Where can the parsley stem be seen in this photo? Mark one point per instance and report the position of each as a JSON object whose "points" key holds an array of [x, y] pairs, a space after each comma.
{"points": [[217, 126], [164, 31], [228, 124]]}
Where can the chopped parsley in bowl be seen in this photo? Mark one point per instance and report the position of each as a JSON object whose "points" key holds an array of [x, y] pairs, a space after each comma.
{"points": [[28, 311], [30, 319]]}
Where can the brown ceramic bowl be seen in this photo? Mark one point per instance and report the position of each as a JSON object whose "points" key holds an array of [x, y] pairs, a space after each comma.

> [Challenge]
Can you recast every line of the material above as a JSON list of strings, one string per line, with blank lines omitted?

> [Response to the task]
[
  "Where can the parsley stem be seen in this photo? Mark one point per instance and report the position of each as a JSON object whose \"points\" key holds an array of [x, y] pairs, a space after each comma.",
  "{\"points\": [[217, 126], [164, 31], [228, 124]]}",
  "Where can the chopped parsley in bowl be seen in this photo? Mark one point per instance and report the position of each as a JSON object whose \"points\" key holds an array of [x, y] pairs, a space after each comma.",
  "{\"points\": [[28, 311], [30, 319]]}",
  "Where can the brown ceramic bowl be seen in this photo? Mark one point per instance and report the position of each as a JSON object whose \"points\" key holds an array of [x, y] pairs, a space after each comma."
]